───── SELECTED EXCERPT

Pep Guardiola is akin to a Roman Emperor – a man who plans, controls and wages war against opposition teams in relentless pursuit of total domination.
Pep Guardiola - Builder of all-conquering dynasties.
Pep Guardiola – Builder of all-conquering dynasties. (Yes, that’s a howling baby Jose Mourinho tugging at Pep’s toga.)

In 2012, Manchester City began a campaign as champions for the first time in 44 years. And yet, even as Mancini – the man tasked with spending billions of Sheikh Khaldoon Al Mubarak’s pounds – was the first man to lift the trophy for Manchester City in the Premier League era, the attention was somehow off the pitch and in the stands.

Hired towards the fag end of the month, Ferran Soriano would be instated as Chief Executive Officer at the City Football Group. In less than two months, he was joined by the confusingly named but equally familiar face of Txiki Begiristain as director of football.

With this, Manchester City laid the foundations to hire, arguably, the greatest manager of the last decade.

When Frank Rijkaard left his job, Barcelona were coming off a disappointing season and looking for a new gaffer. Both Begiristain and Soriano were members of the FC Barcelona boardroom who had decided to ignore Jose Mourinho’s presentation in Lisbon. Both men were instrumental in ensuring the Catalan giants promoted their B-team manager and former captain, Pep Guardiola, to the top post.

In retrospect, August to October of 2012 will go down in City folklore as laying the groundwork for the future. The objective was simple in the mind of the City Football Group – Manchester City was to be the world’s first modern superclub. In 2012, the red carpet was ready for Guardiola. That he took a diversion via the Allianz Arena to get there is just another facet. Having won it all in Spain with Barca and a year-long sabbatical, Guardiola went about the impossible task of improving on Jupp Heynckes’ treble-winning Bayern Munich. The European Cup may have evaded him at Bayern, but the Catalan’s shadow still looms large at Die Roten. That he arrived last season was lauded by many as the beginning of an era in Manchester where the two traditional rivals in Sky Blue and Blood Red would dominate. One season later, we can be certain that the Citizen wave is here to stay.

When asked in May 2017, when his Manchester City side sat 15 points behind Chelsea in the table in 4th place, what he thought of the Premier League, Pep Guardiola enthused “intense, funny, I have enjoyed it”.


But his side were struggling to secure an automatic qualification spot for the Champions League at that point. His demeanour became more serious when pressed again, and the Catalan added he expected to be fighting until the end of the season, to be there or thereabouts with four games to go. It was not to be.

──────────
───── EXCERPTED DATA

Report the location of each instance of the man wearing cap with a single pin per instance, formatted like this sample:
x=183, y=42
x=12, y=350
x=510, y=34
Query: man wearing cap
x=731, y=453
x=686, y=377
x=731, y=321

──────────

TO BE DONE:
1. Arrange every line of the entry above as a numbered list, omitting blank lines.
2. Pick up the article on Pep Guardiola and Manchester City after its final sentence and continue writing it.
The Guardiola article and the entry are unrelated to each other.

RESPONSES TO THE EXERCISE:
1.
1. Report the location of each instance of the man wearing cap with a single pin per instance, formatted like this sample:
2. x=183, y=42
3. x=12, y=350
4. x=510, y=34
5. Query: man wearing cap
6. x=731, y=453
7. x=686, y=377
8. x=731, y=321

2.
Instead, over in London, at the creaking and leaking cauldron of old-school known as Stamford Bridge, an old school manager in Antonio Conte was barking at his team to show the desire to wrap up the Premier League title. Many will point to both the Manchester clubs and Liverpool appointing new managers as the reason Conte’s Chelsea won the Premier League. To do that is to forget the brilliance of Conte and that Conte himself was a new addition. The former Azzuri and Juventus coach built a side on a solid, three-man defence, transforming David Luiz from the butt of all jokes into a centre back who looked comfortable among the elite of world football. He unleashed Willian, Pedro and Eden Hazard to devastating effect and the Blues were crowned champions as the rest of England looked on. What a debut the Italian made.

The onus was now on Guardiola to deploy his tactical nous and know-how on his second attempt at the Premier League. Suffice to say, less than a year on from May 2017, we are looking at a Manchester City team truly imbibing Guardiola’s philosophy. Young players, mixed with experienced heads, and a hard taskmaster of a manager is a success formula in football that most try to follow but few can pull off with aplomb.

At Barcelona, Pep Guardiola took a side that was, at best, also-rans after Rijkaard’s departure and transformed them in one season into a sextuple winning side. He promoted youth and mixed it with experience. Dusted with the magic of Messi – Iniesta – Xavi (why no one abbreviated this to MIX I will never know), they trampled all of the world football landscape before them.

At Manchester City, Guardiola may not have had the fabled La Masia to pick talent out of, but instead was supplied with another enviable resource – unlimited funds. Bolstering his playing squad with options and back-up players that would make most other clubs jealous. Leroy Sane, John Stones, Bernardo Silva, Gabriel Jesus and Ederson among just a few to have joined the Catalan revolution happening in the biting cold of Manchester. Manchester City suddenly looked formidable on paper. But, what has followed has blown away fellow players, managers and pundits alike. The gap between Manchester City and Manchester United is over 13 points wide. Theoretically this City side could romp to the title against their most bitter rivals at home.

Over in North London, another oligarch stares into the distance from his not-so-humble abode in the VIP stands of Stamford Bridge. Below him, his manager shouts furiously and intensely at a playing squad who, too often, look disinterested in the task of breaking through Manchester City. The defending Premier League champions went 25 points down on the current leaders of the table without so much as a whimper in protest. Unlike a wounded animal in a corner, there was no gallant last stand from the Blues. For Antonio Conte, this is frustrating and insulting. A man who fought tooth and nail as a player himself could not tolerate the timid way in which his players conceded defeat (even though it was only 1-0 on the night). He ranted post match about lack of togetherness, transfers and some other jumble that will fade into irrelevance. At Chelsea, as a scorned Mourinho will tell you, the dressing room is king. Even without Drogba, Terry and Lampard in the locker rooms at the Bridge, there is a tendency of players standing up to and overwhelming their manager. Eden Hazard’s post-match comment seemed to confirm the same as he disagreed with being played as a false nine by Conte. Just a few weeks earlier, however, that same formula worked against Pep Guardiola’s first love – FC Barcelona.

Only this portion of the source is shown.